Though Josephus, in describing the four philosophies of the Jews, gives the impression that the divisions of society were quite simple, the truth is otherwise. There was a diversity of social divisions. The Clementine Recognitions says the people divided into many sects from the days of John the Baptist and the Talmud says, poetically rather than historically, there were 24 varieties of sectarianism at the end of the Jewish War. Not only was Judaism sectarian, there was no such concept as mainstream Judaism during New Testament period. Views were so diverse as to be different forms of Judaism, albeit with accepted points in common, not just sects of Judaism. The old idea of a monolithic Judaism during the “Second” Temple (516 BC-70 AD) is no longer believed even by Jews. The religion and its temple were imposed and so began in conflict and never united. As God’s chosen people pious Jews were set on obeying His commandments to the letter, but the commandments were not always clear or applicable to changed circumstances. They had to be interpreted and with it came further disagreement and sectarianism.

By New Testament times Jews had divided themselves into many parties, sects and brotherhoods. Jewish society was divided into four castes, Priests, Levites, Israelites and Proselytes. Proselytes were of course converts to Judaism and were generally the lowest class. Israel was the class of ordinary people. The Levites and the Priests were the upper classes associated with temple service.

Besides these castes, though, there were the brotherhoods described by Josephus, the Sadducees, the Pharisees, the Essenes and the Galilaeans or Zealots, there were also rich Herodians and poor Am ha-Eretz, the Men of the Land, Samaritans and Dositheans. And apocalyptic dreams had become popular under the yoke of foreign oppression and many cults preached of the End Time. The Church Fathers describe Hemerobaptists, Masbutheans, Samaritans, Grecians or Hellenised Jews and Hebrews or traditional Jews. Like the Galilaeans, the Samaritans were not necessarily from Samaria because the Samaritans were a sect of Judaism rather than a national type, although the centre of Samaritanism was Samaria because that is where the Samaritian temple was, on Mount Gerizim. Hemerobaptists, Masbutheans and Galilaeans were probably later sub-sects of the Essenes, as, we suspect and shall develop shortly, were the Nazarenes and therefore the Christians. There were probably more. Even those not voluntarily in groups could not avoid being characterised as in some social or economic group.

[Stored items from a collection]
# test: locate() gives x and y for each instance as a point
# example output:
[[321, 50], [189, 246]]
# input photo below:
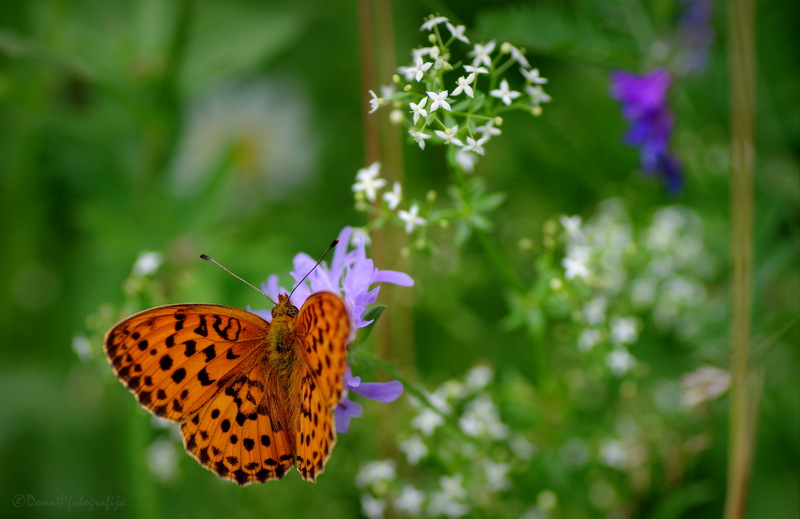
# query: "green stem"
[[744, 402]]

• [GIVEN EXERCISE 1]:
Translate this sentence from the passage on Jewish sects into Spanish: "Proselytes were of course converts to Judaism and were generally the lowest class."
• [GIVEN EXERCISE 2]:
From the passage on Jewish sects, reproduce the stretch from "By New Testament" through "with temple service." without any changes.

• [CORRECT RESULT 1]:
Los prosélitos eran, por supuesto, conversos al judaísmo y, en general, constituían la clase más baja.

• [CORRECT RESULT 2]:
By New Testament times Jews had divided themselves into many parties, sects and brotherhoods. Jewish society was divided into four castes, Priests, Levites, Israelites and Proselytes. Proselytes were of course converts to Judaism and were generally the lowest class. Israel was the class of ordinary people. The Levites and the Priests were the upper classes associated with temple service.